The data.

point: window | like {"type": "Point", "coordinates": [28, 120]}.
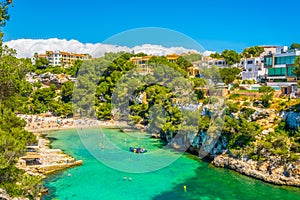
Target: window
{"type": "Point", "coordinates": [268, 61]}
{"type": "Point", "coordinates": [285, 60]}
{"type": "Point", "coordinates": [276, 71]}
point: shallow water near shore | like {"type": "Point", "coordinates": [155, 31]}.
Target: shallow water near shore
{"type": "Point", "coordinates": [95, 180]}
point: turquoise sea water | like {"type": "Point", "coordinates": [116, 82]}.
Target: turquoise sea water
{"type": "Point", "coordinates": [95, 180]}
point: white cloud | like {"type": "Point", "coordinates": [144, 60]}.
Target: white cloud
{"type": "Point", "coordinates": [27, 47]}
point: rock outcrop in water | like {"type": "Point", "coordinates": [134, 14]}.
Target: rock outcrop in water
{"type": "Point", "coordinates": [266, 171]}
{"type": "Point", "coordinates": [5, 196]}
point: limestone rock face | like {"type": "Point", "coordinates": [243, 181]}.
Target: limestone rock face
{"type": "Point", "coordinates": [267, 171]}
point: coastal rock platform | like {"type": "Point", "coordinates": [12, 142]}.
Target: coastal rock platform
{"type": "Point", "coordinates": [279, 175]}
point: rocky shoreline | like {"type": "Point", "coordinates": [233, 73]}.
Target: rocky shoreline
{"type": "Point", "coordinates": [41, 160]}
{"type": "Point", "coordinates": [265, 171]}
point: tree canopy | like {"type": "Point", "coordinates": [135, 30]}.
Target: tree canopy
{"type": "Point", "coordinates": [296, 69]}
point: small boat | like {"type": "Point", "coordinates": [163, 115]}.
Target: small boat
{"type": "Point", "coordinates": [137, 150]}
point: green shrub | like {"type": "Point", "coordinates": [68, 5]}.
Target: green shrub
{"type": "Point", "coordinates": [234, 96]}
{"type": "Point", "coordinates": [246, 103]}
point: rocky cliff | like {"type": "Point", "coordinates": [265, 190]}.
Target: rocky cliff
{"type": "Point", "coordinates": [288, 174]}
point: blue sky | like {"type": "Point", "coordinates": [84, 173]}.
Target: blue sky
{"type": "Point", "coordinates": [216, 24]}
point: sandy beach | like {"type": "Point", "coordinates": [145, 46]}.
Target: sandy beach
{"type": "Point", "coordinates": [41, 124]}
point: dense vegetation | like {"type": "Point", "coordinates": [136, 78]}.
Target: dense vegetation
{"type": "Point", "coordinates": [13, 138]}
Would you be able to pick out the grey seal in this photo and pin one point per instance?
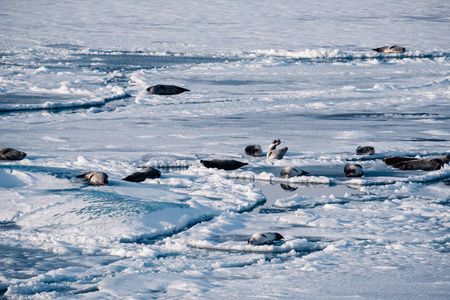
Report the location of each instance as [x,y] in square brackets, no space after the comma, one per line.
[95,178]
[289,172]
[265,238]
[254,150]
[11,154]
[390,161]
[147,172]
[353,170]
[429,164]
[273,153]
[162,89]
[365,150]
[390,49]
[223,164]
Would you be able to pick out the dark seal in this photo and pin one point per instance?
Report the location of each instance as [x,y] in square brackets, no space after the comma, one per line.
[365,150]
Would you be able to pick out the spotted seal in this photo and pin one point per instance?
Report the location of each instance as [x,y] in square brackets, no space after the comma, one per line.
[223,164]
[390,49]
[264,238]
[139,176]
[95,178]
[353,170]
[11,154]
[254,150]
[162,89]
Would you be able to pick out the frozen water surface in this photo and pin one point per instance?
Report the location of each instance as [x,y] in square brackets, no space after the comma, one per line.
[73,79]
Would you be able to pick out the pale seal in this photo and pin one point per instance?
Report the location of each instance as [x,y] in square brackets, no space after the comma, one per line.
[353,170]
[162,89]
[95,178]
[223,164]
[254,150]
[11,154]
[289,172]
[365,150]
[391,49]
[265,238]
[430,164]
[273,153]
[147,172]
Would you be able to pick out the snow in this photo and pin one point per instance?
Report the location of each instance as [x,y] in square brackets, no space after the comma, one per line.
[73,79]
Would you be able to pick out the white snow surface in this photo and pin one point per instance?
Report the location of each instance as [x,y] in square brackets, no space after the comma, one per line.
[73,79]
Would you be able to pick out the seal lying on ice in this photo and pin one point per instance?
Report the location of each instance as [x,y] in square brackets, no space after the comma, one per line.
[254,150]
[365,150]
[430,164]
[353,170]
[11,154]
[273,153]
[390,161]
[391,49]
[265,238]
[162,89]
[147,172]
[289,172]
[95,178]
[223,164]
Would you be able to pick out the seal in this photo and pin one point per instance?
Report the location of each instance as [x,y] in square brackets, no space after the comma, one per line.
[11,154]
[273,153]
[254,150]
[353,170]
[390,161]
[391,49]
[365,150]
[265,238]
[223,164]
[147,172]
[95,178]
[430,164]
[162,89]
[289,172]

Work instructions.
Each record above is to be copied out exactly; its pictures are not.

Final answer.
point: window | like {"type": "Point", "coordinates": [28, 120]}.
Target: window
{"type": "Point", "coordinates": [268, 61]}
{"type": "Point", "coordinates": [285, 60]}
{"type": "Point", "coordinates": [276, 71]}
point: shallow water near shore | like {"type": "Point", "coordinates": [155, 31]}.
Target: shallow water near shore
{"type": "Point", "coordinates": [95, 180]}
point: turquoise sea water | like {"type": "Point", "coordinates": [116, 82]}.
Target: turquoise sea water
{"type": "Point", "coordinates": [95, 180]}
point: white cloud | like {"type": "Point", "coordinates": [144, 60]}.
Target: white cloud
{"type": "Point", "coordinates": [27, 47]}
point: rock outcrop in water | like {"type": "Point", "coordinates": [134, 14]}.
Target: rock outcrop in water
{"type": "Point", "coordinates": [266, 171]}
{"type": "Point", "coordinates": [5, 196]}
point: limestone rock face | like {"type": "Point", "coordinates": [243, 181]}.
Target: limestone rock face
{"type": "Point", "coordinates": [267, 171]}
point: coastal rock platform | like {"type": "Point", "coordinates": [12, 142]}.
Target: coastal rock platform
{"type": "Point", "coordinates": [279, 175]}
point: rocky shoreline | like {"type": "Point", "coordinates": [233, 73]}.
Target: rocky shoreline
{"type": "Point", "coordinates": [41, 160]}
{"type": "Point", "coordinates": [265, 171]}
point: tree canopy | like {"type": "Point", "coordinates": [135, 30]}.
Target: tree canopy
{"type": "Point", "coordinates": [296, 69]}
point: small boat | like {"type": "Point", "coordinates": [163, 115]}.
Target: small boat
{"type": "Point", "coordinates": [137, 150]}
point: green shrub | like {"type": "Point", "coordinates": [68, 5]}.
Target: green shrub
{"type": "Point", "coordinates": [234, 96]}
{"type": "Point", "coordinates": [246, 103]}
point: rocky cliff | like {"type": "Point", "coordinates": [265, 190]}.
Target: rocky cliff
{"type": "Point", "coordinates": [288, 174]}
point: blue sky | like {"type": "Point", "coordinates": [84, 173]}.
Target: blue sky
{"type": "Point", "coordinates": [216, 24]}
point: sandy beach | like {"type": "Point", "coordinates": [145, 46]}.
Target: sandy beach
{"type": "Point", "coordinates": [41, 124]}
point: dense vegetation | like {"type": "Point", "coordinates": [136, 78]}.
Target: dense vegetation
{"type": "Point", "coordinates": [13, 138]}
Would you be able to pick out the grey seal in this photo and pin one point per instance?
Report the location of each instance as [x,y] in square brackets, no space after the comma, one per line.
[95,178]
[289,172]
[265,238]
[254,150]
[11,154]
[390,161]
[147,172]
[353,170]
[429,164]
[273,153]
[162,89]
[365,150]
[390,49]
[223,164]
Would you be able to pick out the dark seal in this photo and pin one point per instance?
Report the location of each instance as [x,y] in square brackets, no space after the comma, one per line.
[365,150]
Would you be able to pick out the spotted seal in this photo and pin one point per instance?
Report the location of each instance as [x,y] in square brackets, no space after the comma, one per line.
[223,164]
[390,49]
[264,238]
[139,176]
[95,178]
[353,170]
[11,154]
[254,150]
[162,89]
Would you be able to pick out the frozen water surface in this photo and pin one point per instance?
Report the location of each instance as [x,y] in square brackets, no space after the comma, one per line.
[73,79]
Would you be able to pick out the pale seal in this photo and pin one point per instance?
Report the location of each instance as [x,y] in square brackets, no space after the comma, one per line.
[353,170]
[162,89]
[95,178]
[223,164]
[254,150]
[11,154]
[289,172]
[365,150]
[391,49]
[265,238]
[430,164]
[273,153]
[147,172]
Would you be able to pick out the snow in this photo and pin one point per instance?
Report the location of each instance as [x,y] in square brackets, no space after the comma, one per line.
[73,79]
Would you be able to pick out the white snow surface in this photo and pin one point per instance?
Report the location of each instance as [x,y] in square brackets, no space after the comma, one per line.
[73,79]
Would you be able to pick out the seal lying on ice in this photo and pin one point per instance?
Report the location of each instance as [x,y] in square brackets, no space after the comma, one per line.
[254,150]
[365,150]
[430,164]
[353,170]
[11,154]
[273,153]
[390,161]
[391,49]
[265,238]
[162,89]
[147,172]
[289,172]
[95,178]
[223,164]
Would you be able to pick out the seal in this photo and pin one point per instance?
Report the location of each instance as [x,y] in square brackets, no space after the comma, one per line.
[11,154]
[273,153]
[254,150]
[353,170]
[390,161]
[391,49]
[365,150]
[265,238]
[223,164]
[147,172]
[95,178]
[430,164]
[162,89]
[289,172]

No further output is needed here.